# What to do
(a) In the article on Birlik, Kazakhstan, which selsoviet did the village belong to in 1987?
(b) Continue the article on Birlik, Kazakhstan, picking up right after its last sentence.

# Reading text
- Opening Delimiter -

- Birlik Location in Kazakhstan
- Coordinates: 43°18′29″N 77°8′30″E﻿ / ﻿43.30806°N 77.14167°E
- Country: Kazakhstan
- Region: Almaty Region
- Elevation: 3,000 ft (900 m)
- Time zone: UTC+6 (Omsk Time)
- ZIP code: 040 308

= Birlik, Kazakhstan =

Birlik (Бiрлiк, Bırlık) is a village (selo) in Talgar District of Almaty Region of south-eastern Kazakhstan.

==Geography==
It is located several kilometres to the west of the district's administrative centre Talgar and several kilometres southeast of the former capital of Kazakhstan, Almaty. It is directly accessed via a road from Almaty to Talgar. The main road leads west and then forks off to the northwest, joining the A351 highway which leads to the Turksib District in the eastern suburbs of Almaty and the airport. To the south of the village, across the main road, the area is mountainous and climbs dramatically from the approximate elevation of 900 metres in Birlik village.

In 1987, the village was a part of Belbulaksy Selsoviet when the country was part of the Soviet Union.

- Closing Delimiter -

# Supplied entries
- Opening Delimiter -

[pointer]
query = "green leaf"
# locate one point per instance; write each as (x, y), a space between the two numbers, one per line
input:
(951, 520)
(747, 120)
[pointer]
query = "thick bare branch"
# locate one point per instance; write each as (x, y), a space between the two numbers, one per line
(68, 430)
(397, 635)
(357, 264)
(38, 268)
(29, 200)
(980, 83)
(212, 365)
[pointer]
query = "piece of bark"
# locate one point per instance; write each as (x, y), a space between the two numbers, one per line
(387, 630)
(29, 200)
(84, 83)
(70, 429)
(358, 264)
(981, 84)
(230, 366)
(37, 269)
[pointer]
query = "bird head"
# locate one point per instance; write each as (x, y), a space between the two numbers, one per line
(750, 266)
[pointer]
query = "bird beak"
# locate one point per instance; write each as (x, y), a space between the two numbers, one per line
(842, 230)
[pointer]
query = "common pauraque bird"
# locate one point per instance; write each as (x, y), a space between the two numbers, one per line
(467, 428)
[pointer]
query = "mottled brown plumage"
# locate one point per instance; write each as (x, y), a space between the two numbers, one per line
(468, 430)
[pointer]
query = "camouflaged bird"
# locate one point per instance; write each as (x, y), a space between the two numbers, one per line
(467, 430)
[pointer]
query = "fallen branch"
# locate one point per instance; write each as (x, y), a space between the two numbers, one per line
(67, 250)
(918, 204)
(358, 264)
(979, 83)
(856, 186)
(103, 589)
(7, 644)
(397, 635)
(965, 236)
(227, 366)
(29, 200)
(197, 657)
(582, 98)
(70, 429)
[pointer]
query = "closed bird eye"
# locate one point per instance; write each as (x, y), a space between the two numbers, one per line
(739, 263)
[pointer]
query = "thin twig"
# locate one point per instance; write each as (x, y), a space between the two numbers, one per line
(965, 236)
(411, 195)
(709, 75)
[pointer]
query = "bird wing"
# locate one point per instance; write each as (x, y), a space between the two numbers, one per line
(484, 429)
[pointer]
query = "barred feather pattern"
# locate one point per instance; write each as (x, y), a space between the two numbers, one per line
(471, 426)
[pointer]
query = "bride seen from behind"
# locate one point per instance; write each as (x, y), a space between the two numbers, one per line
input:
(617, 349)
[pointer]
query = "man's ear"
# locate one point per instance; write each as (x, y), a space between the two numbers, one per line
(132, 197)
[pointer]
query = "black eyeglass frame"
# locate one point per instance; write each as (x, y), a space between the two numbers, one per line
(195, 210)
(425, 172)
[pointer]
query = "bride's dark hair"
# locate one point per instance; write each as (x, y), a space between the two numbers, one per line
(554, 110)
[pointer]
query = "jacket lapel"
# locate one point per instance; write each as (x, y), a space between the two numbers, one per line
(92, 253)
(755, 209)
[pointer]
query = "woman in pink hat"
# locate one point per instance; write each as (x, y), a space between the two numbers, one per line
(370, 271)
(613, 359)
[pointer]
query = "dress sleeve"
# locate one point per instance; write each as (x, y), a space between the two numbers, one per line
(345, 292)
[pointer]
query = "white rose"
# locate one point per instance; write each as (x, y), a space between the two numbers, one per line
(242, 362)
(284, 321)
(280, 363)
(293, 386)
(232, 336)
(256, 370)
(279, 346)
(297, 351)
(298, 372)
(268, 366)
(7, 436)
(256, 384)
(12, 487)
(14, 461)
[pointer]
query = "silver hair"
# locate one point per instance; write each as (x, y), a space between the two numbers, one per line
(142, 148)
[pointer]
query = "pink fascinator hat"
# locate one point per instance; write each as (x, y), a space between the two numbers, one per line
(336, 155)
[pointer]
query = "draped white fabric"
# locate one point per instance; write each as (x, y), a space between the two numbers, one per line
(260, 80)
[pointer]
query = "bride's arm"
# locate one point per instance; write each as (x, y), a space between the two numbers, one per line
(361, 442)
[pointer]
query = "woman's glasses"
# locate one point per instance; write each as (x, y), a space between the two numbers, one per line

- Closing Delimiter -

# Responses to the exercise
(a) Belbulaksy Selsoviet

(b)
==Economy==
Industrial factories are located to the north of the village. Given its proximity to Almaty and good international connections through the nearby airport, Birlik is a developing settlement. In recent years there has been interest from investors, including an Indian firm looking to develop beer production facilities in Birlik.

In July 2003 it was reported that a Social Youth Service Centre was likely to open in Birlik as part of a scheme with Almaty Region to improve youth development. A conference was held in which the Almaty Youth Association presented a plan for developments in the Almaty area to tackle youth unemployment and drug abuse.

==Biology==
Botanical studies were conducted in the Birlik area in August 1999. Calligonum turbineum (C4) seeds were collected from near Birlik and examined.